PAGE EXCERPT Block Start
Sometimes the debate surrounding Central Vermont’s top athlete on the basketball court can be as intense as the game itself.
This season the answer was obvious.
U-32’s Jordan Hawkins was already a star at the beginning of the winter. Most games he attracted double- or triple-team attention, and he still found a way to repeatedly reach new heights. Selecting him as the Times Argus Boys Basketball Player of the Year was a mere formality after his immense contributions for the 13-9 Raiders.
The 1,000-point scorer averaged 22 points, six rebounds and three assists per game, shooting 62 percent from the floor. He reached double-figures every game and even his opponents had to respect the talent.
“Jordan’s quickness, strength, speed and finishing ability was incredible,” Montpelier coach Nick Foster said. “He dominated our game and was just tough to stop. I watched him play later in the year and teams made adjustments to take away his transition game. I was really impressed with the way Jordan would go to the glass, rebound and find other ways to help his team and still score.
“It’s his first step and his strength — and he has a knack for going in body-to-body, hip-to-hip. He doesn’t play laterally much. He makes a B-line to the rim, he’s tough to defend and he finishes with contact.”
As a junior, Hawkins averaged 16 points, six rebounds and three assists per game. He opened his senior season with 40 points and six rebounds in a road win against Montpelier.
“Given the rivalry game, in their gym, that one stands out,” U-32 coach Dan Gauthier said. “He set the bar awfully high for himself.”
The Raiders claimed Central Vermont bragging rights convincingly, beating Williamstown, Spaulding, Harwood, Oxbow and Randolph. Hawkins rose to the occasion again on Spaulding’s home court, scoring 30 points en route to capturing Fran Pinard Tournament MVP honors. He erupted for 32 points and 11 rebounds against Oxbow and finished with 17 points and 10 rebounds in a victory over Harwood. Hawkins served as a co-captain and was a team leader in every sense.
“Jordan is a great teammate,” Gauthier said. “Despite all the success and accolades he receives, he is the first guy to celebrate his teammates.”
Hawkins wrapped up his high school career with 1,019 total points. During the night he eclipsed the 1,000-point mark, he recorded 28 points, 14 rebounds, four assists and two steals to eliminate Mount Abraham in Division II playoff action.
“He’s at his best with the ball in his hands in transition,” Gauthier said. “He’s a guy who can get to the basket at will. Jordan is an explosive athlete, and his athleticism allows him to make plays. That, as a coach, I can’t teach.”
Hawkins stayed sharp in the off-season by not having an off-season. He played AAU basketball for Lone Wolf Athletics, traveling across New England and beyond to compete against some of the best players in the nation. That behind-the-scenes work paid off for Hawkins when he stepped onto U-32’s court, and his overall contributions transcend basketball.
“Despite all that Jordan has contributed on the court, he’s had an even greater impact in our school and community,” Gauthier said. “He’s that classic high school sports star. His teachers love having him in the classroom, the younger kids in the community look up to him and want to be just like him some day. That’s a pretty cool feeling for an 18-year-old kid. And what has impressed me most about Jordan over the last five years is that he’s always been such a good-hearted person, which is a testament to his family and how he’s been raised.
“I’ve had the pleasure of coaching a lot of great kids in my time at U-32 and he’s right there at the top with the best of them — on and off the court.”
PAGE EXCERPT Block End
In the Jordan Hawkins profile, how many total points did Hawkins finish his high school career with? No row is needed for this.
DATA Block Start
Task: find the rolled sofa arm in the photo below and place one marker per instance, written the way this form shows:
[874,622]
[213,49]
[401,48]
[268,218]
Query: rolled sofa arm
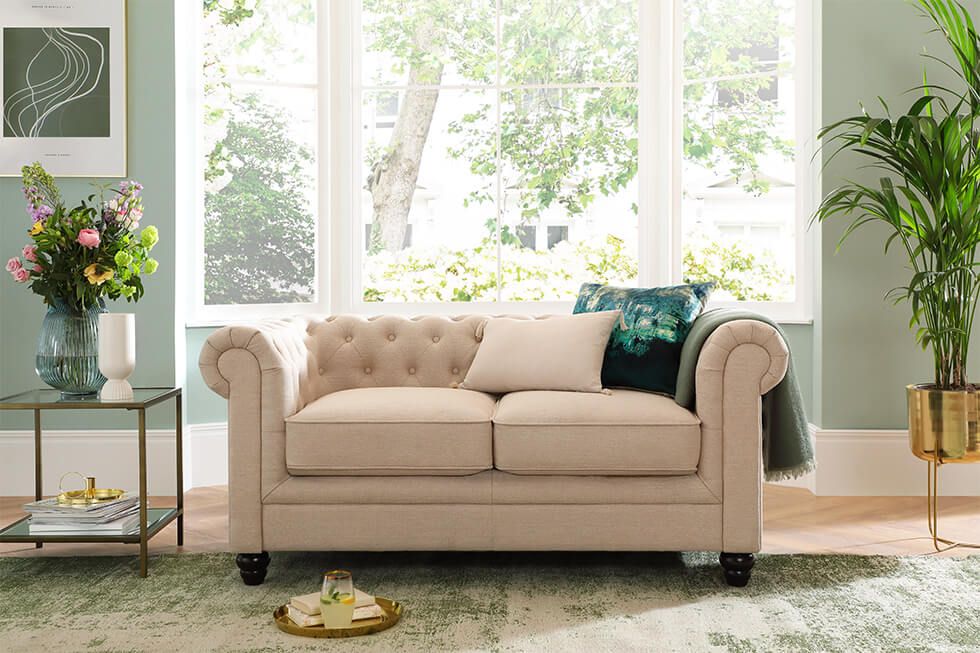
[261,369]
[740,361]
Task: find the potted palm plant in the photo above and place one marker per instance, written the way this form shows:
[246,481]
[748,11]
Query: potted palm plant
[929,197]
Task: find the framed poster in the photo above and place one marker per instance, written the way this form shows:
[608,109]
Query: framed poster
[63,86]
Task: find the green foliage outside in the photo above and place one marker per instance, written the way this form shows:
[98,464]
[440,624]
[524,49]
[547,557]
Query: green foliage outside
[559,148]
[250,258]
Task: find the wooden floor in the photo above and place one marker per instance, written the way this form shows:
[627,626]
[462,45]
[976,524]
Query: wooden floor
[795,522]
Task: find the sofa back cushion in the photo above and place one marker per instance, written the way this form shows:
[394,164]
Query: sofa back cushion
[351,351]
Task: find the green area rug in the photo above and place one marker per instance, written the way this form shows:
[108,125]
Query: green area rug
[501,602]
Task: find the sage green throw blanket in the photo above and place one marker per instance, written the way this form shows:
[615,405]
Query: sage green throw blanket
[786,448]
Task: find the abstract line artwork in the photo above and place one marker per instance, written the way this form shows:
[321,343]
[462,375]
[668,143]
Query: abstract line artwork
[56,82]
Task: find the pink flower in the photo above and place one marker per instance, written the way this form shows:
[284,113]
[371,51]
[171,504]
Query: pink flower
[89,238]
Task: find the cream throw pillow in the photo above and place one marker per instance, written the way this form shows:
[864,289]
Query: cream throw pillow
[557,353]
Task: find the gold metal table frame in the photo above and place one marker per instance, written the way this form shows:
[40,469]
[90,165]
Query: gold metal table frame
[940,544]
[152,520]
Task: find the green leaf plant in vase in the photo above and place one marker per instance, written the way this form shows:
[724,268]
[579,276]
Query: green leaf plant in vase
[76,258]
[927,194]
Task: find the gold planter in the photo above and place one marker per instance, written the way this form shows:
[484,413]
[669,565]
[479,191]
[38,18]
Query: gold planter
[943,428]
[944,425]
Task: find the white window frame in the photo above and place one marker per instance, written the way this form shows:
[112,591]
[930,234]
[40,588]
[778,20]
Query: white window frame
[339,246]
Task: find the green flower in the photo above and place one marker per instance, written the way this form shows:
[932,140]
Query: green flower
[149,237]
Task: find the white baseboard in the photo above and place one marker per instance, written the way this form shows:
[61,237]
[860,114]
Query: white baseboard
[850,462]
[873,462]
[112,456]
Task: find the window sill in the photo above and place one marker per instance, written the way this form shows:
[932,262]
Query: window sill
[782,314]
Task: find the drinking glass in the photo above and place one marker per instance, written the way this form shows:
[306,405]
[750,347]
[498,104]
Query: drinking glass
[337,599]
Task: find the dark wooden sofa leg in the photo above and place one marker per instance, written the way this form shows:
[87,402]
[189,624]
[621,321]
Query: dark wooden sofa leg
[252,567]
[738,568]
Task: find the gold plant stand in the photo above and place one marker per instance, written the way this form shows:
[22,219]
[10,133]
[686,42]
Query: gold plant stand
[944,427]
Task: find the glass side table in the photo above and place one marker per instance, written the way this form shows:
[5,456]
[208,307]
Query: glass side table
[152,520]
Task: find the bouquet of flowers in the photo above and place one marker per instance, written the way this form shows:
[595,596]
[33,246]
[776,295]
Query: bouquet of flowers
[81,254]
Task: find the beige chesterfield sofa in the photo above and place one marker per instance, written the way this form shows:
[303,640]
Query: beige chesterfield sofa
[350,433]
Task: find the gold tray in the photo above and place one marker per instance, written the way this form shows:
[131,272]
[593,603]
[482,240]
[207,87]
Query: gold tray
[392,613]
[89,497]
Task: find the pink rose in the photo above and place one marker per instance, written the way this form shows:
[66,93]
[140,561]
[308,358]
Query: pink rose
[89,238]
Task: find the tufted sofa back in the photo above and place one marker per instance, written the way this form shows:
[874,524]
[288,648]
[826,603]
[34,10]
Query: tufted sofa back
[350,351]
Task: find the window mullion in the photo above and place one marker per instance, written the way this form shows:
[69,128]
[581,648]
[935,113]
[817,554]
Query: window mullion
[499,166]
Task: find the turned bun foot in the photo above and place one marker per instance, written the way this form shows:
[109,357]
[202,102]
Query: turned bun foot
[252,567]
[738,568]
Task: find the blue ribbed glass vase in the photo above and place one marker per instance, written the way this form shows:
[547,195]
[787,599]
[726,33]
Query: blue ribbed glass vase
[68,349]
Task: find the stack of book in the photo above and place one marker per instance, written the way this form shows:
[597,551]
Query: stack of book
[305,610]
[119,517]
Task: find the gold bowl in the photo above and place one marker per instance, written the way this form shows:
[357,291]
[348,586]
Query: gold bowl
[944,425]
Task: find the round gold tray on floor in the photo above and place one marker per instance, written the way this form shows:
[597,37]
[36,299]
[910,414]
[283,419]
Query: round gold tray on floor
[392,613]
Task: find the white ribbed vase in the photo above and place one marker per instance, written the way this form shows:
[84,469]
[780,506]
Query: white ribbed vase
[117,354]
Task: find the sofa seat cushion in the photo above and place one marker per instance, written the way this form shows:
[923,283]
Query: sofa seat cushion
[625,433]
[392,432]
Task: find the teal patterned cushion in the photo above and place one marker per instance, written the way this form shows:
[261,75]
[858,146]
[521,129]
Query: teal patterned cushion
[645,351]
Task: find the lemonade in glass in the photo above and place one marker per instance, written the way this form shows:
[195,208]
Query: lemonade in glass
[337,599]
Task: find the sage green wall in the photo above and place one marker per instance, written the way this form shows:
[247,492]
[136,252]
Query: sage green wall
[864,352]
[852,364]
[150,78]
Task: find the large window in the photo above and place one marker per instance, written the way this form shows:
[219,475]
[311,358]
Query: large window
[424,155]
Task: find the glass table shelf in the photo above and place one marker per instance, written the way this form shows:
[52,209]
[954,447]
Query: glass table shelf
[156,520]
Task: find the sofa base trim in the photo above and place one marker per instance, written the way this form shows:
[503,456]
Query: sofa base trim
[458,527]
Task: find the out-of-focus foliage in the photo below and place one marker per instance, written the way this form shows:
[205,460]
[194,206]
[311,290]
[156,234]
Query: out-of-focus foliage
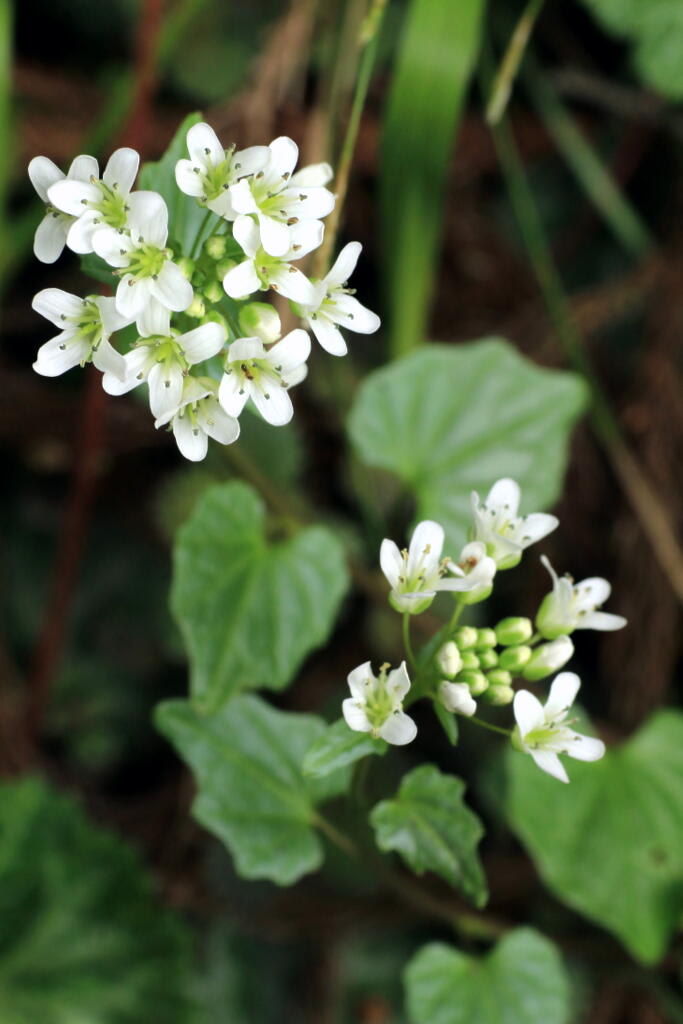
DATA Block End
ANSWER TO THE PROBLEM: 1,019 points.